[Job]:
Rewrite the rows from the line containing "Reviewer note: every instance of the blurred" through the line containing "[[131, 446], [156, 393]]", inclusive, replacing each "pin" with "marker" and leaving everything else unchanged. Return only those rows.

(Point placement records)
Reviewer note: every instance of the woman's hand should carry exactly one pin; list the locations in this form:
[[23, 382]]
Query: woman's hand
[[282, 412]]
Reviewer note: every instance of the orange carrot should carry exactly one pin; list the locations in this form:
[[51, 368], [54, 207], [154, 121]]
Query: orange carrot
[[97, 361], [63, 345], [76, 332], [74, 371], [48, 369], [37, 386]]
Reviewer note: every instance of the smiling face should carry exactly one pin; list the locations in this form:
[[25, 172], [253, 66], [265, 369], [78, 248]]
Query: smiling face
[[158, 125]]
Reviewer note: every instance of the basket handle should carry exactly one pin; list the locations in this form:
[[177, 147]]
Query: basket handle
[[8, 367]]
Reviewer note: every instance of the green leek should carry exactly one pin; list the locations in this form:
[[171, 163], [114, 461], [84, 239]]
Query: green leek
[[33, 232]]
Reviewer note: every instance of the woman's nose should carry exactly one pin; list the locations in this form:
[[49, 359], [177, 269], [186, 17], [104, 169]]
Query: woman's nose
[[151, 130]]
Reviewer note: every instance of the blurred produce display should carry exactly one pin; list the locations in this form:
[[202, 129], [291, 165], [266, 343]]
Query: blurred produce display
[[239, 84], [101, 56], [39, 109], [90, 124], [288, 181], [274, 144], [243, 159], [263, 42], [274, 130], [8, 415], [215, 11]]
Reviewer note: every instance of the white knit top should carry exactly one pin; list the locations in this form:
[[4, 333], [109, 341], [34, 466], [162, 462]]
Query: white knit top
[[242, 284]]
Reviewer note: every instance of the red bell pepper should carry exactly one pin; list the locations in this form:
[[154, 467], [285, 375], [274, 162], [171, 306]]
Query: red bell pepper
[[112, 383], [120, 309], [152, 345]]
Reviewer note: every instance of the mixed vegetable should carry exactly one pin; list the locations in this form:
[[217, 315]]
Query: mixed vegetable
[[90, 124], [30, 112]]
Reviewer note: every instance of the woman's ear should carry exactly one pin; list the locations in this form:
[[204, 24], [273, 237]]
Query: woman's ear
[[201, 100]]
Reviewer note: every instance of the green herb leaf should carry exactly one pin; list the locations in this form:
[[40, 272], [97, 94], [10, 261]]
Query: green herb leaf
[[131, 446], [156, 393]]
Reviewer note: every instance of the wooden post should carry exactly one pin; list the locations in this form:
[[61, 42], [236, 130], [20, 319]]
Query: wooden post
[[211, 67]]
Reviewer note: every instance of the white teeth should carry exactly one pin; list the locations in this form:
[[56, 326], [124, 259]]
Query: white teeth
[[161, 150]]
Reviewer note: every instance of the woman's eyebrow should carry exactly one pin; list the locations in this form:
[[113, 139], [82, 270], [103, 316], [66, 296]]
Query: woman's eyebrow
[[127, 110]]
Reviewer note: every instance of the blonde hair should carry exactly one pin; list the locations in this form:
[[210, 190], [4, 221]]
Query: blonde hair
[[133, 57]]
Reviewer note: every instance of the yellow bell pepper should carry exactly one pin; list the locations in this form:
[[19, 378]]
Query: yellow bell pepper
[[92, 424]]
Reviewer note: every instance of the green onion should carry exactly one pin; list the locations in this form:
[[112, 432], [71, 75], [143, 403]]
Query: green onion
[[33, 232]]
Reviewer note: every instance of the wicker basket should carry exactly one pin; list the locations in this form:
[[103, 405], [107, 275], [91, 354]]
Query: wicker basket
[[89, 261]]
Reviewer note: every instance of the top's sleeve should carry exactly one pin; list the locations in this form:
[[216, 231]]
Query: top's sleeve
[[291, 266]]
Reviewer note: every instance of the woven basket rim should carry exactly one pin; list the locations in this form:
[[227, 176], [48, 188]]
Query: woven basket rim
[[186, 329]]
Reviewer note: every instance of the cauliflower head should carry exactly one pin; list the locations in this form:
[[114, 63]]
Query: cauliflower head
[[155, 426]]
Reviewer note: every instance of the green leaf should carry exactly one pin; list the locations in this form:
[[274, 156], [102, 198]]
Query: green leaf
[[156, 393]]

* * *

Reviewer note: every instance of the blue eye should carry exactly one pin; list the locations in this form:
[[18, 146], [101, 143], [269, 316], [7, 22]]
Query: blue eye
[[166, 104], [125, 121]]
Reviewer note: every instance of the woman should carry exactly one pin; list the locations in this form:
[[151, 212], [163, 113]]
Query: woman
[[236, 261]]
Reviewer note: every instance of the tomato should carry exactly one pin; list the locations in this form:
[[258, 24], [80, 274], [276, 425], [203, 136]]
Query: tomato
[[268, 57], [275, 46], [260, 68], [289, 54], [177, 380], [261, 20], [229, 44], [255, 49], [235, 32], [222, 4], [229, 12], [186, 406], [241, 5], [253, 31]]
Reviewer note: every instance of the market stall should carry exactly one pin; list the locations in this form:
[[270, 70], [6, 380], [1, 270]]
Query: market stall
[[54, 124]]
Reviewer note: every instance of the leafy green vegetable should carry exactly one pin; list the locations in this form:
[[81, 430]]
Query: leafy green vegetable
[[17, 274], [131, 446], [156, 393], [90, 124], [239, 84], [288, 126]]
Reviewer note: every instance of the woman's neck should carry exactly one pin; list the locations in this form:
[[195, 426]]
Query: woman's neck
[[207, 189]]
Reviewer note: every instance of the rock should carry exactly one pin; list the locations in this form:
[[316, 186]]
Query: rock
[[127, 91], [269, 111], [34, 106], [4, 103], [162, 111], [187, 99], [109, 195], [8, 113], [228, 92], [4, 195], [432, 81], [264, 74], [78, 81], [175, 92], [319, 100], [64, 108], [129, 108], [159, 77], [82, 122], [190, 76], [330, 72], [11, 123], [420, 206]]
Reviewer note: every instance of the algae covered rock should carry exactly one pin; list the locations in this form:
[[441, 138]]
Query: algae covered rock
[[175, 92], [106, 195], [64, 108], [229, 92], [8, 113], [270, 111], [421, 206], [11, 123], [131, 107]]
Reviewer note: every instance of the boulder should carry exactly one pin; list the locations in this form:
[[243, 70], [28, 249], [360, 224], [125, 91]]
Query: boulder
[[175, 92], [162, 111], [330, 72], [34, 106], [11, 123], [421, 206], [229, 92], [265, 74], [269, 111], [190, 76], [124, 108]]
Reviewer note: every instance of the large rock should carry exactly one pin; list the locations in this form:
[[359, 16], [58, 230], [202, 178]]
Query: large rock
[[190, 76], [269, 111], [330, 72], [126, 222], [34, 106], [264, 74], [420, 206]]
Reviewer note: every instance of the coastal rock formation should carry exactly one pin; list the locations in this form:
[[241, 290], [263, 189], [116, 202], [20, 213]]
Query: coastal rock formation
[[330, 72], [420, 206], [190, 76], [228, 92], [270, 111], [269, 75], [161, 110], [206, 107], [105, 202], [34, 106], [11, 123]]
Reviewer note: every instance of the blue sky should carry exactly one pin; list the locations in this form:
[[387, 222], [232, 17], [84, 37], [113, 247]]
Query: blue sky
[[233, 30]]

...

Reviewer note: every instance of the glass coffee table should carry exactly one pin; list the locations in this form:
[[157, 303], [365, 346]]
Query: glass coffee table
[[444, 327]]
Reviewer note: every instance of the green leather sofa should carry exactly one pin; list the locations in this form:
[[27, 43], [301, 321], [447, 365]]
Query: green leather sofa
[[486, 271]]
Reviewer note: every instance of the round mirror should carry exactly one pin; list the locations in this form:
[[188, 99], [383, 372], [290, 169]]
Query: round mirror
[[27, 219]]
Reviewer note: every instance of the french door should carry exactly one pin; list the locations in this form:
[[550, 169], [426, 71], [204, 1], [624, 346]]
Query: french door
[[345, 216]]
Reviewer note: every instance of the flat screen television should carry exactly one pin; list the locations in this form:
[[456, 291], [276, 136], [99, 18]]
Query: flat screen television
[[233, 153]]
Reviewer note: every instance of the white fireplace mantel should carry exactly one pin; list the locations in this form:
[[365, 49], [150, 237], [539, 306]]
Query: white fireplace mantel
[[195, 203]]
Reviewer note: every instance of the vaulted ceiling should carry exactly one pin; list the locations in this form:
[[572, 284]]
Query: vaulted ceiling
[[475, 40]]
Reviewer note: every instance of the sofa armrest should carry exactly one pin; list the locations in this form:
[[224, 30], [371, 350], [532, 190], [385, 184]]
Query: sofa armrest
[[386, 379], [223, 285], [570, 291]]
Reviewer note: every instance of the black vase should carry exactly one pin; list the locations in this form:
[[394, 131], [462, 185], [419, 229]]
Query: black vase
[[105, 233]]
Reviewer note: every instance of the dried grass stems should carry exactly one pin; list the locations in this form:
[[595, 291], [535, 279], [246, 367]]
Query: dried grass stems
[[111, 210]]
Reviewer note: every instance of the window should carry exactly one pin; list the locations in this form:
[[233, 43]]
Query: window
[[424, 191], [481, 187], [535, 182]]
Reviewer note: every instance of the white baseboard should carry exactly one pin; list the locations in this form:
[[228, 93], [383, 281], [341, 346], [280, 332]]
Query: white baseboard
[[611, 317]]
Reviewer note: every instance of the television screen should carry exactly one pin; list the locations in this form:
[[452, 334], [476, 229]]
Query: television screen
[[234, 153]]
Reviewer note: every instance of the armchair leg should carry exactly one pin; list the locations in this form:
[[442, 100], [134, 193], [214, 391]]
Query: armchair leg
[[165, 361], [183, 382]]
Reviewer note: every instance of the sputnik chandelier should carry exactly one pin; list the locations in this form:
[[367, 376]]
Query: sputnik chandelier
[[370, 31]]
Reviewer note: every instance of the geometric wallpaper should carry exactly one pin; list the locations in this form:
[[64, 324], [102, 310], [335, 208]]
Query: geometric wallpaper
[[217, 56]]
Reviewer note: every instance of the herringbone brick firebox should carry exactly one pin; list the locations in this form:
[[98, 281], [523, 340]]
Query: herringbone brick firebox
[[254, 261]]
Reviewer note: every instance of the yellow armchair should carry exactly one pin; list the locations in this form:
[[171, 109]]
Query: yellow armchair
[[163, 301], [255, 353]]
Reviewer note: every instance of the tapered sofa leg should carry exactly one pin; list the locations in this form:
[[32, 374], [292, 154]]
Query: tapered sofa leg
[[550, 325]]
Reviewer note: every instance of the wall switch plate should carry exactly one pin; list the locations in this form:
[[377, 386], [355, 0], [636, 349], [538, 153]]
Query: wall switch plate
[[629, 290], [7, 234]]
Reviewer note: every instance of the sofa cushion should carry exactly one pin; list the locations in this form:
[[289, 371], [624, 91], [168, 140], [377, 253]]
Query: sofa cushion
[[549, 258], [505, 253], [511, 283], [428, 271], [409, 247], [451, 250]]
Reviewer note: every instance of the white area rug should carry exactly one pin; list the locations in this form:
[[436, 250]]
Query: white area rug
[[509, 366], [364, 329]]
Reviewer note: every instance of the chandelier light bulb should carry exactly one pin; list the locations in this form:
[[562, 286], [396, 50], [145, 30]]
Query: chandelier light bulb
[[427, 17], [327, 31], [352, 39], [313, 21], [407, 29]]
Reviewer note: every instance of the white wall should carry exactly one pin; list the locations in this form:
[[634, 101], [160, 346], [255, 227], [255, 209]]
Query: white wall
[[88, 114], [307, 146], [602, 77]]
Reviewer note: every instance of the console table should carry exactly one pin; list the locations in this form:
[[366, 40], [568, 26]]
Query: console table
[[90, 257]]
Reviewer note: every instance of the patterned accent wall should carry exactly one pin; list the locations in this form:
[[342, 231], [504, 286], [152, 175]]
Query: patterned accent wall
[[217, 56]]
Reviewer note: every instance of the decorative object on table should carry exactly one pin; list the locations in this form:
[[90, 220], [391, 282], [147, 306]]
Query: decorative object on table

[Response to this exercise]:
Reviewer note: every instance of the blurred produce display should carry exactly one marker; list the locations in this form:
[[202, 129], [291, 165], [266, 343]]
Query: blurred produce display
[[239, 84], [101, 56], [39, 109], [90, 124], [288, 181], [274, 144], [243, 159], [263, 42], [274, 130], [8, 415], [215, 11]]
Reviewer note: every instance of the white knit top should carry exactly one marker; list the locations in this form:
[[4, 333], [109, 341], [34, 466], [162, 462]]
Query: white knit top
[[242, 284]]
Reviewer note: every instance of the red bell pepper should carry exactly one marker; list the locations in this form:
[[154, 467], [285, 375], [274, 162], [171, 306]]
Query: red bell pepper
[[112, 383], [120, 309], [152, 345]]
Reviewer note: every instance of the mixed vegetable should carry exactly one marker; list the locations in this form:
[[217, 315]]
Query: mixed vegetable
[[90, 124], [30, 112]]
Reviewer note: every instance of the woman's ear should carry exactly one marker; list the locations in this form:
[[204, 24], [273, 237]]
Query: woman's ear
[[201, 100]]
Reviewer note: every instance of the green herb leaf should carry exactly one marker; list the locations in this form:
[[40, 272], [97, 94], [10, 261]]
Query: green herb leaf
[[131, 446], [156, 393]]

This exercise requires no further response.